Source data
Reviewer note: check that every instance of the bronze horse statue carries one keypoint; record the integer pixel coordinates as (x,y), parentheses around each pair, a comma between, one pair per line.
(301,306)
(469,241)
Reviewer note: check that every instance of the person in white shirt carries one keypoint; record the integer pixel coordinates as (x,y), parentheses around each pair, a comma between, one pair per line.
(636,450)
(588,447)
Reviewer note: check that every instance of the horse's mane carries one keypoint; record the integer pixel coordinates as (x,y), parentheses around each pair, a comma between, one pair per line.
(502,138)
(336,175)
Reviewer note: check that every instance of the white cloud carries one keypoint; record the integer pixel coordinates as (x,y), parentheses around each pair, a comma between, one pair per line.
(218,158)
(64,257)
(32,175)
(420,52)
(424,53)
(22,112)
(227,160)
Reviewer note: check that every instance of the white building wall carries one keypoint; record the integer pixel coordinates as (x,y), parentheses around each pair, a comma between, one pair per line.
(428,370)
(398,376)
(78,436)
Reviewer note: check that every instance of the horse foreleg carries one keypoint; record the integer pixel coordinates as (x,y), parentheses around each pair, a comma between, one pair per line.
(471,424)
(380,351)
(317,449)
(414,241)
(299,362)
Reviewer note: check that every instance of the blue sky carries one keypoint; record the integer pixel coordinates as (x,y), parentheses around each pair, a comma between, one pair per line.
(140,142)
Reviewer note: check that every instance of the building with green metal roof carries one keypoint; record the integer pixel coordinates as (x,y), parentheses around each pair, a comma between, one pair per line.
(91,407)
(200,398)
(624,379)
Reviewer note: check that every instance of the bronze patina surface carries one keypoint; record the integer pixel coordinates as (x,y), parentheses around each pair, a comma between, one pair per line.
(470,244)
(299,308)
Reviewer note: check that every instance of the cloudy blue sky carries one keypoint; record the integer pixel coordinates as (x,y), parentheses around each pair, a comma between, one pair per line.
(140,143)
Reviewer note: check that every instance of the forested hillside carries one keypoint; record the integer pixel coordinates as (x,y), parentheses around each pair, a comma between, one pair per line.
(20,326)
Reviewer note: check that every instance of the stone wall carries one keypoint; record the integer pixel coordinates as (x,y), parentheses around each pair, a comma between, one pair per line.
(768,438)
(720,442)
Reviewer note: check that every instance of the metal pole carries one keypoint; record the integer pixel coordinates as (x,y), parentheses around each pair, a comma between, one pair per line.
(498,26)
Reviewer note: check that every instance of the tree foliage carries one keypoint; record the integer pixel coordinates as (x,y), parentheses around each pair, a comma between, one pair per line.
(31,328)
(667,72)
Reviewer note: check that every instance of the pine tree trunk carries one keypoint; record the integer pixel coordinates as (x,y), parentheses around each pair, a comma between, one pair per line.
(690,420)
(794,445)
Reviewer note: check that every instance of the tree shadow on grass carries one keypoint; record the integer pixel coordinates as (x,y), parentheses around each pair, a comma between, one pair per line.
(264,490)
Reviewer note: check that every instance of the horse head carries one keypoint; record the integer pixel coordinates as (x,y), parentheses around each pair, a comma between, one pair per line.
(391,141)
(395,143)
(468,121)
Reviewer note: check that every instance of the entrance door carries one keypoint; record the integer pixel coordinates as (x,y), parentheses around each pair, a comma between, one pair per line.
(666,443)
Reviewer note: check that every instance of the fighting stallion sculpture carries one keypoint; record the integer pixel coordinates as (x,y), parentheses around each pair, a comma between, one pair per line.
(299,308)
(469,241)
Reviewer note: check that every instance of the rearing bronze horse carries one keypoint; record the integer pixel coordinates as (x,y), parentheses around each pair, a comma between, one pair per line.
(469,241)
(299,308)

▶ **Instructions for the task**
The response should consist of the entries above, retyped exactly.

▶ **Written response**
Reviewer note: check that every instance of the bronze horse statue carries one keypoint; record the integer pixel coordinates as (x,y), parentheses around each pair, a comma between, one pair per line.
(301,306)
(469,241)
Reviewer note: check that every instance of the person in white shirt carries one keypoint; record the integer pixel coordinates as (x,y), parentheses around each pair, a comma between, one pair per line.
(636,450)
(588,447)
Reviewer note: check that every instance of the horse's mane carries one keypoint; record the integer pixel coordinates as (x,y), parentheses around each pair, a comma between, one pair per line.
(502,138)
(336,175)
Reviewer note: check that every instance of the white cloud carries one keypoint; record the integer pixel coordinates as (x,y), parentheses around each pair, a comma between, one pair per line.
(218,158)
(64,257)
(32,175)
(420,52)
(424,53)
(22,112)
(227,160)
Reviewer note: check that every instance of the white building wall carries one keypoint; record the integer pixel coordinates as (x,y), parentheses around each pair, a comma between, one pair per line.
(428,370)
(398,376)
(78,436)
Reviewer note: check that every instance of the horse foreleg carries one keypoint; record the integer pixel coordinates as (x,y), parentheses around each pair, a comma between, one pair per line.
(471,424)
(380,351)
(317,449)
(414,241)
(299,362)
Reviewer note: check that every instance of the blue sky carries one keypoint; record the integer pixel coordinates as (x,y), parentheses around each pair, a comma between, one pair per line.
(140,142)
Reviewer note: check that every instance of the building with green metal roof carries one keypoint; record the integer pixel coordinates as (x,y), parentheses around each pair, a comma between, one pair per line.
(91,407)
(200,398)
(624,379)
Reviewer note: check that every instance of the bronze patina surface carries one keypoint; record the integer pixel coordinates as (x,y), parentheses around each pair, a comma between, one pair per line.
(470,244)
(299,308)
Reviewer note: check that every instance of the cloudy blue sky carries one keypoint; record the integer pixel coordinates as (x,y), parentheses around each pair, a comma between, one pair per line.
(140,143)
Reviewer note: check that every instance of the forested hillside carries one keypoint; record the integer pixel coordinates as (x,y), parentheses around each pair, a comma between, one pair per line.
(20,326)
Reviewer note: check that every instance of the stone wall carries one keypoint; record the integer pixel coordinates as (x,y), parentheses around each pair, a comma between, one pair per line.
(768,438)
(720,442)
Reviewer note: check that every instance of the metal pole carries one keypoint; record the integer pixel coordinates as (x,y), parentheses around each pair, a comma between, one pair per line.
(498,26)
Reviewer note: check that every instance of the tree foliage carries one keypoint; record the integer pixel coordinates as (x,y), parentheses around each pair, a comma between, one pair per line.
(31,328)
(667,72)
Reviewer note: check that every instance of the pine tree trunk carries one keypoint; record the integer pixel coordinates as (x,y), parentheses around each pair, a comma between, one pair per line.
(690,420)
(794,445)
Reviewer note: check that every instance of the tree shadow on grass carries one keypoint; record the integer pixel coordinates as (x,y), parentheses around each pair, a comma between, one pair per line.
(264,490)
Reviewer note: check that every instance of the horse head carries one keypoint; record the integer pixel coordinates as (x,y), parentheses around each pair, a comma between, one pair per line.
(391,141)
(395,143)
(468,121)
Reviewer note: check that every instance of the entrance door carries one keypoint; record the integer pixel coordinates as (x,y), parentheses around each pair, a comma between, one pair per line.
(666,443)
Reviewer note: check that every instance of the fighting stallion sculpture carries one keypoint; record the integer pixel coordinates as (x,y), parentheses around each pair, a comma between, one pair per line.
(299,308)
(469,241)
Reviewer note: check that every instance of the rearing bronze horse carries one keypoint; record the integer pixel coordinates as (x,y), parentheses around each pair, a comma between, one pair per line.
(469,241)
(299,308)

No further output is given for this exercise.